> _AIM_:
Copy out all of the data below word for word, keeping every line in its original order.

— begin THE DATA —

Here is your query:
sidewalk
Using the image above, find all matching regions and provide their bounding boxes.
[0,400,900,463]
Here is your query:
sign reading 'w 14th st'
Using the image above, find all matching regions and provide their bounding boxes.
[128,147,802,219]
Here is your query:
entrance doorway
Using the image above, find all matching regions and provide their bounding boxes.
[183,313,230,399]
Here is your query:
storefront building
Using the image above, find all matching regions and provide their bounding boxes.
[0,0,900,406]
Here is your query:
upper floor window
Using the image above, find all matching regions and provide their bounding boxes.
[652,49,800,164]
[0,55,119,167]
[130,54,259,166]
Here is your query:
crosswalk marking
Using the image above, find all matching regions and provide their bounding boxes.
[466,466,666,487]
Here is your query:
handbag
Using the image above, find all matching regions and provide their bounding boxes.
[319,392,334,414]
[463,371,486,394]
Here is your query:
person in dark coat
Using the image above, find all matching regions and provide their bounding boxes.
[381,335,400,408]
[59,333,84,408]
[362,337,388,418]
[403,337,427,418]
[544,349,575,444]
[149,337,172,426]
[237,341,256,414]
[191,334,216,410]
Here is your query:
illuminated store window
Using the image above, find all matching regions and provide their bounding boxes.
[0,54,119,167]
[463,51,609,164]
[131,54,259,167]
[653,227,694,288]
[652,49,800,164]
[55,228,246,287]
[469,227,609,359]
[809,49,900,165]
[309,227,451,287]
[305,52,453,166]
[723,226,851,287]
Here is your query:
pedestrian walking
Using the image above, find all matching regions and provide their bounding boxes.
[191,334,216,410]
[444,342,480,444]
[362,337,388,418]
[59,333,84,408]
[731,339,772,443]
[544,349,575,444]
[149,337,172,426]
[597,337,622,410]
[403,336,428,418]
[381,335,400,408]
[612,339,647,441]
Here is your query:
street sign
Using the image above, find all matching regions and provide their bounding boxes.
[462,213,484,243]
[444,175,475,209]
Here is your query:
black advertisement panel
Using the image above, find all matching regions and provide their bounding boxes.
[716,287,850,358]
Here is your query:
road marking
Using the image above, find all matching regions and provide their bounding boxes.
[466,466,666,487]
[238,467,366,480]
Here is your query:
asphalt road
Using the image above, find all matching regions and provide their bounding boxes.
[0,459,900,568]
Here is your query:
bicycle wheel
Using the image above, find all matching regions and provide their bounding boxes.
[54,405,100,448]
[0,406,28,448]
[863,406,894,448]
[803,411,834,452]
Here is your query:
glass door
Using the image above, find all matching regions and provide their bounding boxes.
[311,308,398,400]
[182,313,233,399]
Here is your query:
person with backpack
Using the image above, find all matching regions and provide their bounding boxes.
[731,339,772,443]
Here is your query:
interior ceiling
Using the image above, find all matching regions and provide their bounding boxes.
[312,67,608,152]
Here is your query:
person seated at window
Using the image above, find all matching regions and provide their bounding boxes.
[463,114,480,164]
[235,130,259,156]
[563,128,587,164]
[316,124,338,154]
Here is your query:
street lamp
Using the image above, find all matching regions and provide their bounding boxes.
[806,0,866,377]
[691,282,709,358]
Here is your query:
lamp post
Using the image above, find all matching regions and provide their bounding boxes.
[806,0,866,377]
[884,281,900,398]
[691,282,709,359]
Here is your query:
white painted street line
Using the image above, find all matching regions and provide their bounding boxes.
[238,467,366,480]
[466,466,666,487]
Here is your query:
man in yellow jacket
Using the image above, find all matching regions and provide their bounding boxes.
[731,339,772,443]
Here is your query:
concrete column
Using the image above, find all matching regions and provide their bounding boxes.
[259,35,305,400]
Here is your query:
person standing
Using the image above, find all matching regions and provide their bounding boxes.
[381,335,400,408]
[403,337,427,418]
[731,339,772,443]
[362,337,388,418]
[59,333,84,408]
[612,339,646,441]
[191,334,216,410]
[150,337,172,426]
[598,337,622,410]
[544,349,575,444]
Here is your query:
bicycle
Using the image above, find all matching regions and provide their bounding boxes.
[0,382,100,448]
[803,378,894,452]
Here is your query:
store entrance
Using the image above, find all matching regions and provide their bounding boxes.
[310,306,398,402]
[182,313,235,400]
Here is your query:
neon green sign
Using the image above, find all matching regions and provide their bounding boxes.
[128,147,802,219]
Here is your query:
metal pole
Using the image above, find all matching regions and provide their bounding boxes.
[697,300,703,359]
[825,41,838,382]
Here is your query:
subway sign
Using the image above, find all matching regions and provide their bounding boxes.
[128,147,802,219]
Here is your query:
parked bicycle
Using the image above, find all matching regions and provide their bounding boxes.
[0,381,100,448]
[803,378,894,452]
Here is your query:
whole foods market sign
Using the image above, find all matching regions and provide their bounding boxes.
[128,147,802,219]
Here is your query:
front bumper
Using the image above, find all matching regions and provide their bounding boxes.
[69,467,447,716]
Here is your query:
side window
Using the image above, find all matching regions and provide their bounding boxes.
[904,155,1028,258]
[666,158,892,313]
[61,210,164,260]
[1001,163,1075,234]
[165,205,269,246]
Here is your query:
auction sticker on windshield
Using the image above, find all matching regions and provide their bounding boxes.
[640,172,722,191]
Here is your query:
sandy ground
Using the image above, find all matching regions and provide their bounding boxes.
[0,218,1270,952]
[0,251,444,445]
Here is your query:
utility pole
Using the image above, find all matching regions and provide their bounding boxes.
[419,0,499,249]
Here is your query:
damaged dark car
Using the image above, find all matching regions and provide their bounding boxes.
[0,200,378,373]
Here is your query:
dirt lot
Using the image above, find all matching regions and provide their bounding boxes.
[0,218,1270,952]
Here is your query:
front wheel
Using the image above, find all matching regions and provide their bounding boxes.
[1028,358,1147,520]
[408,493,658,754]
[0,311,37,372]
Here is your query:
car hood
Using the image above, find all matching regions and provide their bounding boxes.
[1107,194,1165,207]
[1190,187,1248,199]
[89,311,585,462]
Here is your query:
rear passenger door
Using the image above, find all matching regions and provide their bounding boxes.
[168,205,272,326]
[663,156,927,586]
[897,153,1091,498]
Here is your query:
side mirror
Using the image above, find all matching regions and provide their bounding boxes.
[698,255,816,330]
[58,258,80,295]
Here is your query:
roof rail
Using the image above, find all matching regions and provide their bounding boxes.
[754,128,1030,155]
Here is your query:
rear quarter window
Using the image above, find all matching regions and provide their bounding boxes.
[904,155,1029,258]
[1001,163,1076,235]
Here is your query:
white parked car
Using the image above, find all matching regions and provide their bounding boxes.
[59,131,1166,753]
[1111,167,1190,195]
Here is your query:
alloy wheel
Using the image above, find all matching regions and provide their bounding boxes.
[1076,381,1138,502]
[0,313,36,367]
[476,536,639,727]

— end THE DATA —

> _WORKED SOLUTION_:
Here is your query:
sidewalk
Using the image above, find all matching regions and provide their bounding boxes.
[0,400,900,463]
Here is your query:
sign reading 'w 14th st'
Using the image above, find all matching regions and provide their bounding boxes.
[128,147,802,219]
Here is your query:
entrance doorway
Using the image above, find all matching regions and provide their bounding boxes.
[183,313,230,399]
Here is your query:
storefront building
Using the image above, find all matching regions and provide their bounding boxes.
[0,0,900,406]
Here is your query:
upper floor window
Using the image above, find all matching regions and provide their bounding boxes.
[652,49,800,164]
[0,55,119,167]
[130,54,259,166]
Here is your query:
crosswalk marking
Using the image above, find all matching regions and provide their bounding boxes.
[466,466,666,487]
Here is your query:
handbag
Using the image above, find all matching regions and provide their bounding boxes.
[319,392,334,414]
[463,371,486,394]
Here is your query:
person in dark coat
Using the image above, find all matching regions and provide their bounding boxes.
[381,335,400,408]
[59,333,84,408]
[362,337,388,418]
[403,337,427,418]
[544,349,575,444]
[149,337,172,426]
[237,341,256,414]
[191,334,216,410]
Here is your query:
illuminated store window
Using the image above, find all matching regions and provide their bounding boxes.
[0,54,119,167]
[463,51,609,164]
[131,54,259,167]
[653,227,694,288]
[652,49,800,164]
[55,228,246,287]
[469,227,609,359]
[809,49,900,165]
[309,227,451,287]
[305,52,453,166]
[723,226,851,287]
Here is your query:
pedestrian walking
Using the image above, find all matching regions and provide their bounding boxes.
[191,334,216,410]
[444,342,480,444]
[362,337,388,418]
[59,333,84,408]
[731,339,772,443]
[544,349,575,444]
[149,337,172,426]
[597,337,622,410]
[403,336,428,418]
[381,335,400,408]
[612,339,647,441]
Here is your query:
street sign
Using the image above, find all matching regions and provide their bounding boxes.
[462,213,484,243]
[444,175,475,209]
Here is your query:
black advertisement panel
Using the image above, find all matching regions and provide their bounding boxes.
[716,287,850,358]
Here is your query:
road marking
Using the image above, find all matching regions and provide their bounding boxes.
[466,466,666,487]
[238,467,366,480]
Here is your query:
asphalt road
Using the image above, find all matching regions and provide their bounding boxes.
[0,459,900,568]
Here is your query:
bicycle wheel
Using the image above, find all matching regions and provide their bounding boxes.
[54,405,100,448]
[0,406,28,448]
[863,406,894,448]
[803,411,834,452]
Here is your query:
glass door
Using the image above, find all matching regions and provide their bounding boxes.
[311,308,398,400]
[182,313,233,399]
Here is your query:
person with backpack
Using the image above, find all matching regions and provide their bounding boxes.
[731,339,772,443]
Here is your query:
interior ceiling
Using the image above, find all matching regions and provide their bounding boxes.
[312,67,608,152]
Here is your query:
person seated at window
Using the image above, find all matching regions and provide their bounding boxes.
[463,114,480,164]
[235,130,259,156]
[563,128,587,164]
[316,124,338,154]
Here is your query:
street lamp
Using the image above, find all matching regions and provide their bounding boxes.
[806,0,866,377]
[691,282,709,358]
Here is your query:
lamp post
Using the image above, find all matching regions and provide their bounding boxes.
[806,0,866,377]
[884,281,900,398]
[691,282,709,359]
Here is your query:
white painted street line
Using the image above, find all matching regions and provide their bounding boxes.
[238,467,366,480]
[466,466,666,487]
Here is your query:
man in yellow jacket
Using the image above, find all matching regions and provide their bounding boxes.
[731,339,772,443]
Here is your query:
concrete column
Using the image above, find all matching regions and provide their bounding boxes.
[259,35,305,400]
Here is your query:
person standing
Using the image above, find all matching regions and provide their bounding boxes.
[381,335,400,408]
[403,337,427,418]
[731,339,772,443]
[362,337,388,418]
[59,333,84,408]
[612,339,646,441]
[191,334,216,410]
[150,337,172,426]
[598,337,622,410]
[544,349,575,444]
Here is your query:
bicycle
Using the image above, find all matching regions and provide their bounding boxes.
[0,382,100,448]
[803,378,894,452]
Here is your query:
store entrance
Using the image above, find all matching regions and provide their bounding boxes.
[310,306,398,402]
[182,313,235,400]
Here is your query:
neon green sign
Using the image above, find all matching regions and provide their bounding boxes.
[128,147,802,219]
Here is your query:
metal pole
Using the image above, find all matching regions and provide their bounding boxes.
[697,300,703,359]
[825,41,838,382]
Here is your query:
subway sign
Using the image above, find all matching regions and provide their bounding boxes.
[128,147,802,219]
Here is your query:
parked bicycle
Using the image above, find all matching regions and provide their bounding boxes.
[0,381,100,448]
[803,378,894,452]
Here is your query:
whole foods market sign
Using the image above, find all matching regions and provide their bounding boxes.
[128,147,802,219]
Here is your query:
front bumper
Using the image above, find all matching regions and provide their bounding boxes.
[69,467,447,716]
Here is your query:
side window
Using the image above, find all matching regions and provide their bounding boxes.
[904,155,1028,258]
[666,158,892,313]
[61,210,164,260]
[1001,163,1075,234]
[165,205,269,246]
Here is your query:
auction sticker on windshield
Using the image above, find all matching regions and provide their bounding boxes.
[640,172,722,191]
Here is your query:
sandy ground
Using the image above, find all matching regions and provide their bounding boxes.
[0,218,1270,952]
[0,251,444,445]
Here is your query:
utility pole
Using the image above, find all matching regions and provide their bounding boxes.
[419,0,499,249]
Here is your query:
damaged dark car
Using the image above, find all matching regions and provide their bounding boxes.
[0,200,378,373]
Here is your query:
dirt lot
Using the image above, find all matching regions and provide their bounding boxes.
[0,218,1270,952]
Here is your query:
front wheel
Using the image above, find all matching regions and provide their bounding boxes.
[1028,358,1147,520]
[408,493,658,754]
[0,311,37,372]
Here is your query:
car hood
Using the image above, find all matching regions and provide their bounding boxes.
[1107,194,1165,207]
[1190,187,1248,199]
[89,311,585,462]
Here is your query:
rear passenger door
Using the image above, find all matching regions and provide their bounding boxes.
[168,205,272,326]
[663,156,927,586]
[897,153,1091,498]
Here is your query:
side mirror
Using the image above, find all matching regions and provide their bounding boxes.
[698,255,816,330]
[58,258,80,295]
Here is your query:
roof rail
Using the image above, find all matching regions and provide their bounding boxes.
[754,128,1030,155]
Here is your query:
rear quarter window
Using the image above, find all matching regions and provide their bounding boxes.
[904,155,1029,258]
[1001,163,1076,235]
Here is your query:
white parked car
Using the image above, find all matching regions and provide their bounding boxes.
[59,131,1166,753]
[1111,167,1190,195]
Here is your query:
alloy wheel
Using the image above, find all matching regions and provide their bounding boxes.
[1076,381,1138,502]
[0,313,36,367]
[476,536,639,727]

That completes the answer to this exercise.